COSA FARE ::
Puoi stampare, senza alcuna modifica, il passo del testo sullo stop al commercio tra Turchia e Israele che va da "Tuttavia, mai si" a "alcun provvedimento concreto."?

La Turchia interrompe gli interscambi commerciali con Israele. È quanto dichiarato dal Ministro del Commercio turco Omer Bolat: “La Turchia ha sospeso tutte le esportazioni e importazioni con Israele fino a quando non sarà stabilito un cessate il fuoco permanente e gli aiuti a Gaza saranno consentiti senza alcuna interruzione”.

La conferma è arrivata dal ministro degli esteri israeliano Katz, il quale ha scritto su X che Erdogan si comporta “come un dittatore” e “trascura gli interessi del popolo e degli uomini d’affari turchi e ignora gli accordi commerciali internazionali”. Ha, inoltre, allertato i funzionari del ministero affinché trovino alternative al commercio con la Turchia, concentrandosi sulla produzione locale e sulle importazioni da altri paesi.

Questa decisione fa seguito a quella a poco di più di un mese, quando Ankara decise le prime sanzioni, imponendo lo stop all’export di 54 prodotti, fra cui ferro, acciaio, carburante per aerei, pesticidi e materiale edilizio; inoltre, qualche giorno fa, il Ministro degli Esteri Hakan Fidan aveva annunciato l’intenzione del paese di aderire alla causa intentata dal Sudafrica presso la Corte Penale Internazionale per genocidio.

Si tratta di una circostanza di per sé storica, poiché la Turchia fu il primo paese islamico a riconoscere lo stato d’Israele nel 1949; benché i rapporti fra i due paesi non fossero già troppo floridi come in precedenza da quando gl’islamisti sono saliti al potere ad Ankara.

Nel 2010 si verificò la prima rottura delle relazioni diplomatiche, allorché 10 attivisti turchi filopalestinesi vennero uccisi dai commandos israeliani mentre, imbarcatisi su una nave battente bandiera turca, cercavano di rompere il blocco marittimo israeliano della Striscia di Gaza. Nel 2018 si verificò una seconda rottura nel momento in cui venne duramente repressa la “marcia del ritorno” palestinese.

Tuttavia, mai si era giunti a toccare i circa 6 miliardi di dollari di interscambi commerciali fra le parti.

Va sottolineato che tale risultato è conseguenza della pressione dell’opinione pubblica turca sul proprio governo. In una prima fase del conflitto, infatti, seppure il Presidente Erdogan avesse dichiarato immediatamente il proprio appoggio ad Hamas in quanto movimento di liberazione nazionale e si producesse in dichiarazioni quotidiane contro Netanyahu – paragonandolo di volta in volta a Hitler, a Mussolini, a Stalin, definendolo “macellaio di Gaza” o augurandogli la morte – nei fatti non aveva messo in piedi alcun provvedimento concreto.

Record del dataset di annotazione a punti
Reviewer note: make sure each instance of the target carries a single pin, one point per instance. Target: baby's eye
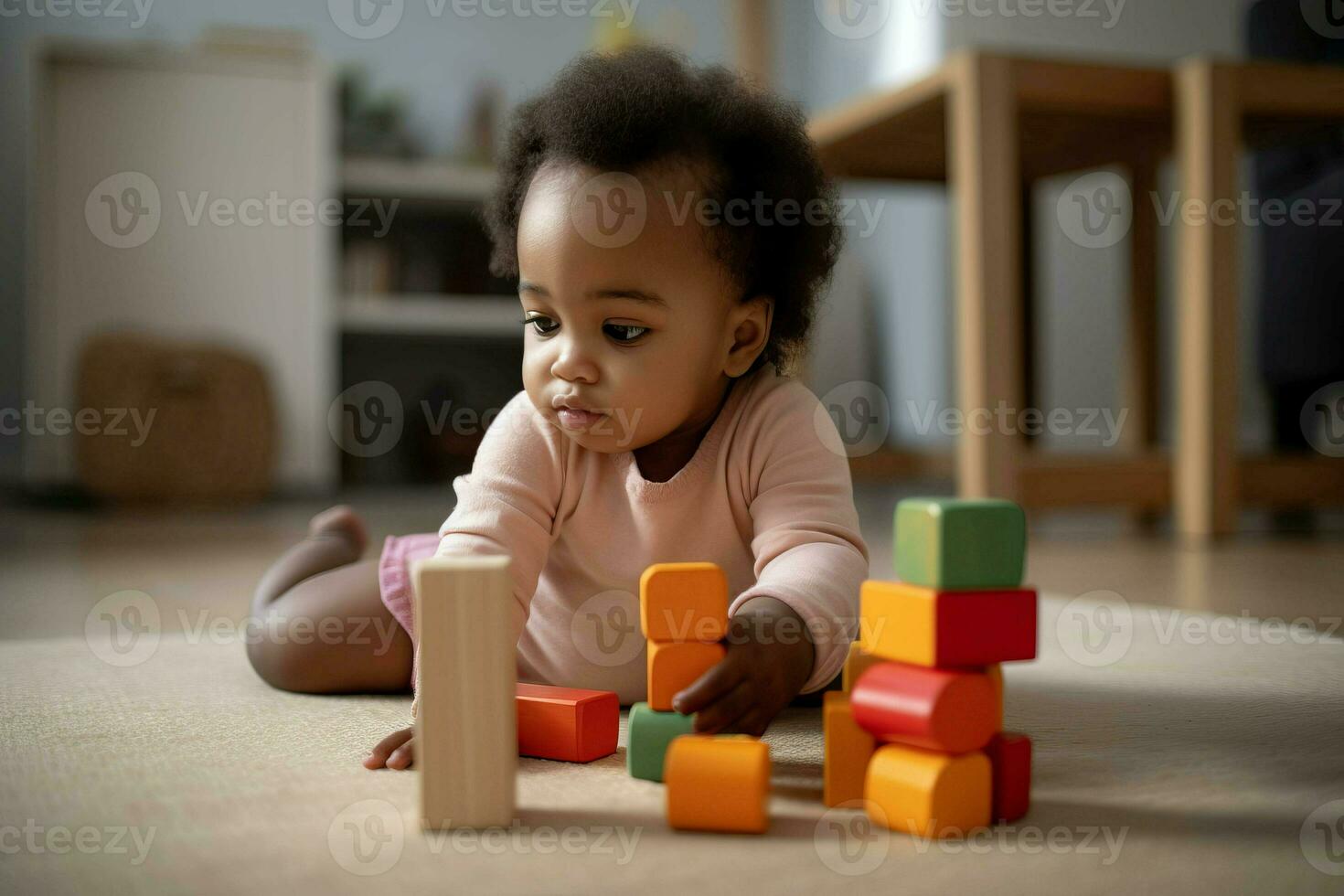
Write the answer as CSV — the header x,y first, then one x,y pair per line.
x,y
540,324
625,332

---

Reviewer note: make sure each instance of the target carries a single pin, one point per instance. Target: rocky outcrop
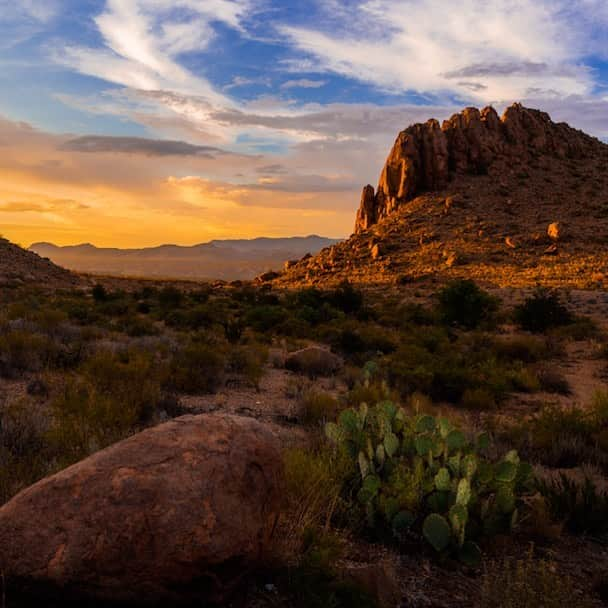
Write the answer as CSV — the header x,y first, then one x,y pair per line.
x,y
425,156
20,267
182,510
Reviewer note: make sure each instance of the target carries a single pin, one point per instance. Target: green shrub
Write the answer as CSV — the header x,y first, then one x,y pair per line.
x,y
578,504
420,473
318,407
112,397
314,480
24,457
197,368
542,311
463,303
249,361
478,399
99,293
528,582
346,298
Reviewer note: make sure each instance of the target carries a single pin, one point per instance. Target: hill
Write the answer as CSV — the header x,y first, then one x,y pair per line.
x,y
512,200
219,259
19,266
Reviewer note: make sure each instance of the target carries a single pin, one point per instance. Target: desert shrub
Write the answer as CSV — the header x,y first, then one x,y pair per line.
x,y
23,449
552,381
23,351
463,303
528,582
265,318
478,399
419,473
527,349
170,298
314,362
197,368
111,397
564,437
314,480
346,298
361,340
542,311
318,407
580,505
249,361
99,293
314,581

---

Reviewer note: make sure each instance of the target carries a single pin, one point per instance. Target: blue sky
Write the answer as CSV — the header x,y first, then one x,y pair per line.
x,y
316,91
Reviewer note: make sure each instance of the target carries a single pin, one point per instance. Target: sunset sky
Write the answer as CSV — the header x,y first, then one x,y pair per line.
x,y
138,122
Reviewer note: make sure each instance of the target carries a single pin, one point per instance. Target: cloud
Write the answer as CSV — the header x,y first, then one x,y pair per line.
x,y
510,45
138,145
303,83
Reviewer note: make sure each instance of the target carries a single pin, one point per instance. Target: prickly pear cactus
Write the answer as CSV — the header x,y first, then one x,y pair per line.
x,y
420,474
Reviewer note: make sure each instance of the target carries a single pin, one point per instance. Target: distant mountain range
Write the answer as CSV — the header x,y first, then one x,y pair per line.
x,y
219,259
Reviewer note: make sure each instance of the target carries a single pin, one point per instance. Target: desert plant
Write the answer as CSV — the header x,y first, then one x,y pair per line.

SOLUZIONE ::
Tuttavia, mai si era giunti a toccare i circa 6 miliardi di dollari di interscambi commerciali fra le parti.

Va sottolineato che tale risultato è conseguenza della pressione dell’opinione pubblica turca sul proprio governo. In una prima fase del conflitto, infatti, seppure il Presidente Erdogan avesse dichiarato immediatamente il proprio appoggio ad Hamas in quanto movimento di liberazione nazionale e si producesse in dichiarazioni quotidiane contro Netanyahu – paragonandolo di volta in volta a Hitler, a Mussolini, a Stalin, definendolo “macellaio di Gaza” o augurandogli la morte – nei fatti non aveva messo in piedi alcun provvedimento concreto.